→ TASK TO COMPLETE
Starting at the line that contains "Can you see the ripe" and continuing through the final line, write out every line again, requests included, with each x and y coordinate in the answers multiplied by 1.95 and rounded to a whole number, halves rounding up.

[Location identification lines]
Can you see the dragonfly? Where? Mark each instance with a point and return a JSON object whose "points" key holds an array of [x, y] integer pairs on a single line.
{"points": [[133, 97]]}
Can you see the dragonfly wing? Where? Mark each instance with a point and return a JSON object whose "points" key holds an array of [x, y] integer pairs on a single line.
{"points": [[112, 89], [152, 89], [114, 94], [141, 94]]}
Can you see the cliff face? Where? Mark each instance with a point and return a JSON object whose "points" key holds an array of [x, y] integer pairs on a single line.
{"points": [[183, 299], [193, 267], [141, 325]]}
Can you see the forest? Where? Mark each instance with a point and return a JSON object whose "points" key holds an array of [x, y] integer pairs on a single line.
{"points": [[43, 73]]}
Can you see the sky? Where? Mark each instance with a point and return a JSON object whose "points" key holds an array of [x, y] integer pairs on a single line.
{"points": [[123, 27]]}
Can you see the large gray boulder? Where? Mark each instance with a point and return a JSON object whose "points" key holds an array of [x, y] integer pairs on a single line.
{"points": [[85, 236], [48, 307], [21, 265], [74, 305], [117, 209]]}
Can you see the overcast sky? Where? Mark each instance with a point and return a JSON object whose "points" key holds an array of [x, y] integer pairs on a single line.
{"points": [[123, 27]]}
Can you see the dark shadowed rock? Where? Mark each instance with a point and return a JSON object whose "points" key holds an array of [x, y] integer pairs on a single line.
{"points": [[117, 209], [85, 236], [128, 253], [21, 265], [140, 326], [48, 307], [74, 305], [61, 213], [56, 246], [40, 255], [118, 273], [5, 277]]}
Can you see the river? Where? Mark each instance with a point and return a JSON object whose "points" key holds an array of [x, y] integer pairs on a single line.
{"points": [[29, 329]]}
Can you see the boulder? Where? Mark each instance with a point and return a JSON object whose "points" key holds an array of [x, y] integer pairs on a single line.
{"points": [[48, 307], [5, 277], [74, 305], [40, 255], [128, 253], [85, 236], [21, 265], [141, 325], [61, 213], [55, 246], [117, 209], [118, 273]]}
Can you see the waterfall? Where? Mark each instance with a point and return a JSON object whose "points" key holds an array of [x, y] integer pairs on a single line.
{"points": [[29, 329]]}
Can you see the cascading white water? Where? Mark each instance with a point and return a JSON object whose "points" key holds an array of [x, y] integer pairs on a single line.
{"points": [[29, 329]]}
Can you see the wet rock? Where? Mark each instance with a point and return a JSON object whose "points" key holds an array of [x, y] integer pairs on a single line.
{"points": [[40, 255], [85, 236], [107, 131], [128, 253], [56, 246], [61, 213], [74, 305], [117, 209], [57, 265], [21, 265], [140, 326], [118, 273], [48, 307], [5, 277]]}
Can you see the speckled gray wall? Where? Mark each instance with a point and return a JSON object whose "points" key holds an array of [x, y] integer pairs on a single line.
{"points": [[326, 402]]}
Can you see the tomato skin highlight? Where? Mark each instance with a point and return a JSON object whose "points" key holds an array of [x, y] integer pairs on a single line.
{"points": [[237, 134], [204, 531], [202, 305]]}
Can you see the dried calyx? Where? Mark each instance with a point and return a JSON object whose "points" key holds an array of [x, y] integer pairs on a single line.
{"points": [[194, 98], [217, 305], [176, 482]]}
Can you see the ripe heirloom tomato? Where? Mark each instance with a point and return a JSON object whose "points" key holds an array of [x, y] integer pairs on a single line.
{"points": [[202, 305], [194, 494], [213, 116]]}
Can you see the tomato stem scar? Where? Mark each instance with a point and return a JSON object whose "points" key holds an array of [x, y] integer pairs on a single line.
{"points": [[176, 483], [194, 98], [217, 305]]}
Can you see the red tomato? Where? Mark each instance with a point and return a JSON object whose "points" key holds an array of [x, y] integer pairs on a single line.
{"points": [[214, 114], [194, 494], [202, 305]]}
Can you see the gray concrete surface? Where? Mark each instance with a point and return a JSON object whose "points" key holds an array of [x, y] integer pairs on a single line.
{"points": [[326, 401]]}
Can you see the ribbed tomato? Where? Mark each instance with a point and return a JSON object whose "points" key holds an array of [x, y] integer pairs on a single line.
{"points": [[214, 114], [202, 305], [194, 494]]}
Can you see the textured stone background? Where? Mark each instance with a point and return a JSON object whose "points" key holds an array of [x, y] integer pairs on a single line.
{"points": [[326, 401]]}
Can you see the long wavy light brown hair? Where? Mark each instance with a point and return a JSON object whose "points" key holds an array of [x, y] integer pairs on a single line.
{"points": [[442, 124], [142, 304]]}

→ FULL SOLUTION
Can you see the ripe heirloom tomato? Where? Mark each instance with a point and return a JSON object whose "points" key holds an array of [x, y] integer pairs on a single line.
{"points": [[394, 595], [378, 963], [415, 226]]}
Can you see the tomato stem scar? Where? Mark each instance with a point and return a JSON object whose "points" key holds an array of [x, y] integer pairs on a single line.
{"points": [[343, 942], [378, 191], [423, 595]]}
Can you see the red tomato? Where? Mark each instance with a point and return a JSON object whose "points" key holds an array of [x, y] integer pairs on a single line.
{"points": [[417, 222], [378, 963], [394, 595]]}
Can you see the gray concrete surface? Where? Mark each instance with a point and return a JSON object whose "points" key holds an array of [x, y] integer pairs on a single line.
{"points": [[636, 782]]}
Can you see the ribbed tomato? Where? Mark each instance with a point and return a JSON object whose "points" key holds an array of [x, y] integer pairs on a single line.
{"points": [[417, 222], [394, 595], [378, 963]]}
Can you see the textured stone background? Where? Mark each instance with a point and return a JSON object whose "points" key holds an array of [x, y] integer pairs on a single line.
{"points": [[636, 782]]}
Can you see the long wavy light brown hair? Where? Mark each instance with a point and return a JSON object whose "points" key holds an array of [x, y] integer pairs on a single line.
{"points": [[862, 242], [277, 593]]}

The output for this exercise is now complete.